Texto fornecido:

= = = = = = =

No caso vertente verifica-se a realização plúrima do mesmo tipo de crime, ocorre homogeneidade na forma de execução e as diversas resoluções podem ser reconduzidas a una unidade jurídica.
No entanto, não se vislumbra na matéria de facto qualquer facto que nos leve a considerar pela persistência de uma situação exterior que facilitou a execução e que diminui consideravelmente a culpa do agente (art. 30 nº 2 do CPenal).
Tal como decidiu o Ac do STJ de 23/01/1983 no BMJ 323, 208 “Para que exista um crime continuado não basta uma pluralidade de acções violadoras dos mesmos preceitos legais, ainda que praticados dentro de um período limitado de tempo, sendo ainda necessário que o agente tenha sido influenciado por circunstâncias exteriores que facilitem a repetição dos actos criminosos, pois é este condicionalismo que concorre para diminuir o grau de culpa, tornando menos exigível comportamento diverso”.
No caso vertente, não se verifica a existência de um crime continuado pois não se mostra que a realização plúrima do mesmo tipo de crime tenha sido executada no quadro de uma mesma situação exterior que diminua consideravelmente a culpa do agente.
“Fundando-se a diminuição da culpa no circunstancialismo exógeno que precipita e facilita as sucessivas condutas do agente, o pressuposto da continuação criminosa deverá ser encontrado numa relação que, de modo considerável, e de fora, facilitou aquela repetição, conduzindo a que seja, a cada crime, menos exigível ao agente que se comporte de maneira diversa.
Importante, portanto, será determinar quando existiu um condicionalismo exterior ao agente que facilitou a acção daquele, facilitou a repetição da actividade criminosa (“tornando cada vez menos exigível ao agente que se comporte de maneira diferente, isto é, de acordo com o direito” – cf. Eduardo Correia, Direito Criminal, II, 209) e, por isso, diminui/atenua a respectiva culpa”.

= = = = = = =

Excertos da listagem:
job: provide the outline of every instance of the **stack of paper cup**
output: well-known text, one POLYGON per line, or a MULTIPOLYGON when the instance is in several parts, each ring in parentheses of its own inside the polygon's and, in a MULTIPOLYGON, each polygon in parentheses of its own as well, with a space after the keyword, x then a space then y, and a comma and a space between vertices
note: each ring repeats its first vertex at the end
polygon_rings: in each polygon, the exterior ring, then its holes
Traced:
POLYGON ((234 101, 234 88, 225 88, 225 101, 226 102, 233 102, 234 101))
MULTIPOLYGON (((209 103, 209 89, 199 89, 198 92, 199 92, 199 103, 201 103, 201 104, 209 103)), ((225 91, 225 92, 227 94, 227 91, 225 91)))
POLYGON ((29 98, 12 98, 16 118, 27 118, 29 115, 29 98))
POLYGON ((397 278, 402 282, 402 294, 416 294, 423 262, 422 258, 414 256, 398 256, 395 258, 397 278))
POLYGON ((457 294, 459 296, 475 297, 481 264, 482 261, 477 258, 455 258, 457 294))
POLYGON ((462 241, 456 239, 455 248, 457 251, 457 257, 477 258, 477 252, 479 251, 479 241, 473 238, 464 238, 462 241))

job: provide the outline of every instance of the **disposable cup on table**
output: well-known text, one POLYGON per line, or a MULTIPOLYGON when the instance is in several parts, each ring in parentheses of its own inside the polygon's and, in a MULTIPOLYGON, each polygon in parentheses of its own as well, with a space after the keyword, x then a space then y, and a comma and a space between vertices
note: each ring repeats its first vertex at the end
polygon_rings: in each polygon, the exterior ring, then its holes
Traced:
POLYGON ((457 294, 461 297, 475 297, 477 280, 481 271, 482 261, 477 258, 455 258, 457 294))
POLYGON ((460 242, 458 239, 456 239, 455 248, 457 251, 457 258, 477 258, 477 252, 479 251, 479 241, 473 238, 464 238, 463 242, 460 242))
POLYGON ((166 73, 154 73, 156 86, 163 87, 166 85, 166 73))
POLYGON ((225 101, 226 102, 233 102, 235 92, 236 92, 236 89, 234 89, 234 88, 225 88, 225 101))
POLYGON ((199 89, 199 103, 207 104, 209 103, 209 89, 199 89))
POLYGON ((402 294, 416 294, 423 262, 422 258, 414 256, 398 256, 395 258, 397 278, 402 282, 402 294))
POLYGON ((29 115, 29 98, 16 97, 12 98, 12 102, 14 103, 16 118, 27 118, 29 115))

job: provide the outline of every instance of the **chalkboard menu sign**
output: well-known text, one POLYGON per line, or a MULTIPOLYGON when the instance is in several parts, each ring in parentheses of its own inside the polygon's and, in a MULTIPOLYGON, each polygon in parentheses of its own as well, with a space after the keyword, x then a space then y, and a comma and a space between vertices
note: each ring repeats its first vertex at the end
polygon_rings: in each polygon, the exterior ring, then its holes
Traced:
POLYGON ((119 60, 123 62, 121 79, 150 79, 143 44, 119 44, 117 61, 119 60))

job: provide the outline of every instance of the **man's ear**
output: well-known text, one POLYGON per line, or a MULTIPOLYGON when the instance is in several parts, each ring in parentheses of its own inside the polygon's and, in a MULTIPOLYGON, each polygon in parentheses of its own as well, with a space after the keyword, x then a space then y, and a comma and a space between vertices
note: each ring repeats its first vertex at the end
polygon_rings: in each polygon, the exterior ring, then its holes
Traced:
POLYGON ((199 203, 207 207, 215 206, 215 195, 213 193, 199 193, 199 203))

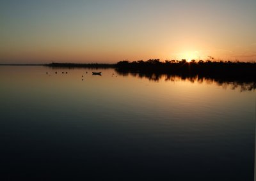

= = = = = = =

Objetivo do exercício: Reescreva o trecho do texto sobre o crime continuado começando em "No entanto, não" e seguindo até "2 do CPenal).". Nele, troque "persistência" por "permanência". A listagem não é necessária para realizar as tarefas.

Resposta à tarefa:
No entanto, não se vislumbra na matéria de facto qualquer facto que nos leve a considerar pela permanência de uma situação exterior que facilitou a execução e que diminui consideravelmente a culpa do agente (art. 30 nº 2 do CPenal).